(Data entries)
# # # # # # #

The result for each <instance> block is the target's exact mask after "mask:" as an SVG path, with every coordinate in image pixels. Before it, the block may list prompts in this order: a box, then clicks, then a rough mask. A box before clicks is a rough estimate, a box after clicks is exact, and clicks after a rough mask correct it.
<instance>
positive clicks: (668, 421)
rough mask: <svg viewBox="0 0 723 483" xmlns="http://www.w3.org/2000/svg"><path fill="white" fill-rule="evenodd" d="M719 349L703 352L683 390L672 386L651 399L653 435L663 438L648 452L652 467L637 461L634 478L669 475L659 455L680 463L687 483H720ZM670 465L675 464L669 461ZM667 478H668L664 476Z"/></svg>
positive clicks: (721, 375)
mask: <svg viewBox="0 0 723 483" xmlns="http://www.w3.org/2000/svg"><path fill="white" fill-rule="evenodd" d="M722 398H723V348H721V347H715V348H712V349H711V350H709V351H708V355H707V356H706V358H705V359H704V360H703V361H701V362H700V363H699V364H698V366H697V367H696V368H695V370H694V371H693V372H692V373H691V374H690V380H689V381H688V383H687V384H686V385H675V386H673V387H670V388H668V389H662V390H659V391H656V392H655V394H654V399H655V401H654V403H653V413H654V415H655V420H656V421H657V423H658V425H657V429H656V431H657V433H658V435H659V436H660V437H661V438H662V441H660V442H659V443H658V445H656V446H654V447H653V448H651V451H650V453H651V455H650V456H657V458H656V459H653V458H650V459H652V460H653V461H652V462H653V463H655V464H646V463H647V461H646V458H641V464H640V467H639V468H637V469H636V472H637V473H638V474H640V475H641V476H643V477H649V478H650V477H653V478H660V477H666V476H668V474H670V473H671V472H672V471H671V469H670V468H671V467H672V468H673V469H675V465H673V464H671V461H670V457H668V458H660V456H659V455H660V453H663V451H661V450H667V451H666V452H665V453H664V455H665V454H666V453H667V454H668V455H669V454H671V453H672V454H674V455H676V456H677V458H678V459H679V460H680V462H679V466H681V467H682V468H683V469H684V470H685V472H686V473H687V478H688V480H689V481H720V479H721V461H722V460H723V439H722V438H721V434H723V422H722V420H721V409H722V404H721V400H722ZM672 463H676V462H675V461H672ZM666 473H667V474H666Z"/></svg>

# # # # # # #

» **WORK REQUEST**:
Format all the rows above as a JSON list of strings, with one string for each line and any blank lines omitted.

» **ANSWER TO THIS PROBLEM**:
[
  "The result for each <instance> block is the target's exact mask after \"mask:\" as an SVG path, with every coordinate in image pixels. Before it, the block may list prompts in this order: a box, then clicks, then a rough mask. A box before clicks is a rough estimate, a box after clicks is exact, and clicks after a rough mask correct it.",
  "<instance>",
  "positive clicks: (668, 421)",
  "rough mask: <svg viewBox=\"0 0 723 483\" xmlns=\"http://www.w3.org/2000/svg\"><path fill=\"white\" fill-rule=\"evenodd\" d=\"M719 349L703 352L683 390L672 386L651 399L653 435L663 438L648 452L652 467L637 461L634 478L669 475L659 455L680 463L687 483H720ZM670 465L675 464L669 461ZM667 478H668L664 476Z\"/></svg>",
  "positive clicks: (721, 375)",
  "mask: <svg viewBox=\"0 0 723 483\" xmlns=\"http://www.w3.org/2000/svg\"><path fill=\"white\" fill-rule=\"evenodd\" d=\"M722 398H723V348H721V347H715V348H712V349H711V350H709V351H708V355H707V356H706V358H705V359H704V360H703V361H701V362H700V363H699V364H698V366H697V367H696V368H695V370H694V371H693V372H692V373H691V374H690V380H689V381H688V383H687V384H686V385H675V386H673V387H670V388H668V389H662V390H659V391H656V392H655V394H654V399H655V401H654V403H653V413H654V415H655V420H656V421H657V423H658V425H657V429H656V431H657V433H658V435H659V436H660V437H661V438H662V441H660V442H659V443H658V445H656V446H654V447H653V448H651V451H650V453H651V455H650V456H657V458H656V459H653V458H650V459H652V460H653V461H652V462H653V463H655V464H646V463H647V461H646V458H641V464H640V467H639V468H637V469H636V472H637V473H638V474H640V475H641V476H643V477H649V478H650V477H653V478H660V477H666V476H668V474H670V473H671V472H672V471H671V469H670V468H671V467H672V468H673V469H675V465H673V464H671V461H670V457H668V458H660V456H659V455H660V453H663V451H661V450H667V451H666V452H665V453H664V455H665V454H666V453H667V454H668V455H669V454H671V453H672V454H674V455H676V456H677V458H678V459H679V460H680V462H679V466H681V467H682V468H683V469H684V470H685V472H686V473H687V478H688V480H689V481H720V479H721V461H722V460H723V439H722V438H721V434H723V422H722V420H721V409H722V404H721V400H722ZM672 463H676V462H675V461H672ZM666 473H667V474H666Z\"/></svg>"
]